* Records supplied:

%%

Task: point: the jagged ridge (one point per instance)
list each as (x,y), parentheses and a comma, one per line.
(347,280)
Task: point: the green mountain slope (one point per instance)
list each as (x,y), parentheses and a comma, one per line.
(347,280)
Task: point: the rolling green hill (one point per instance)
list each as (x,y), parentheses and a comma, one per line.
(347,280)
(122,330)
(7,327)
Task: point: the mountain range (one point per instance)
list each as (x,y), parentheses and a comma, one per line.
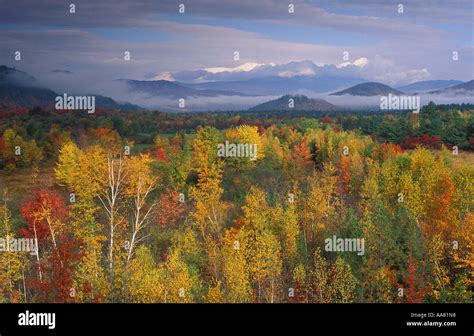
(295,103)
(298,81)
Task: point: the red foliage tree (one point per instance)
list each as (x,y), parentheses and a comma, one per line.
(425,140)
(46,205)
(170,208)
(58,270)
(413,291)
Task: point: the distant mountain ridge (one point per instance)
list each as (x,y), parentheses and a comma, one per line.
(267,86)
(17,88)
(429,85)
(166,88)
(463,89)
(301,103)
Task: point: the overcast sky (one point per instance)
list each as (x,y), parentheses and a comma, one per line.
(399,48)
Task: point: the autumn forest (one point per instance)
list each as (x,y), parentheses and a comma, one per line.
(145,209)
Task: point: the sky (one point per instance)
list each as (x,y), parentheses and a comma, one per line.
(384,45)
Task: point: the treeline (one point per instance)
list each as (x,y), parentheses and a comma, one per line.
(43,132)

%%
%%

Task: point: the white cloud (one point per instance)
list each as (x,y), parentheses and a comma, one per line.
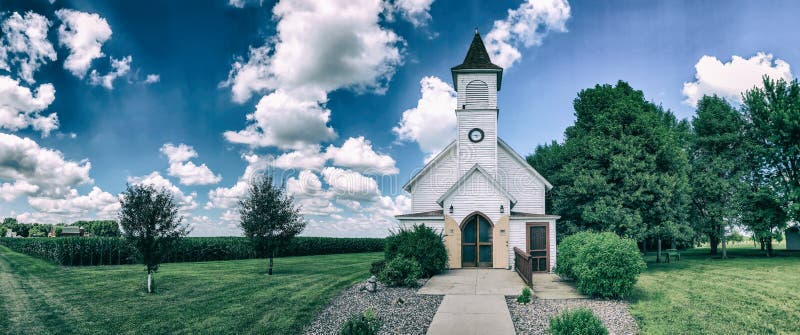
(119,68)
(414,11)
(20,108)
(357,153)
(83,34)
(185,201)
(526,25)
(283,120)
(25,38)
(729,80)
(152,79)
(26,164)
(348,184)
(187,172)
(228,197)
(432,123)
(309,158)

%%

* Problem statement: Find each line in the data above that contains the word "instance". Copy those lines.

* The result:
Task: point: the jagged ridge (one point per instance)
Task: point: the green mountain slope (one point per instance)
Task: point: the rolling green hill (one point per instance)
Task: point: the mountain range (one point per instance)
Task: point: the red foliage tree (one point per instance)
Task: point: the distant mountain ridge (one point per instance)
Task: point: the overcast sky (one point per instance)
Task: point: the autumn forest (one point per instance)
Task: point: the sky (one point per instance)
Task: point: the treeline (one point per instance)
Task: point: the white cloud (one point per instance)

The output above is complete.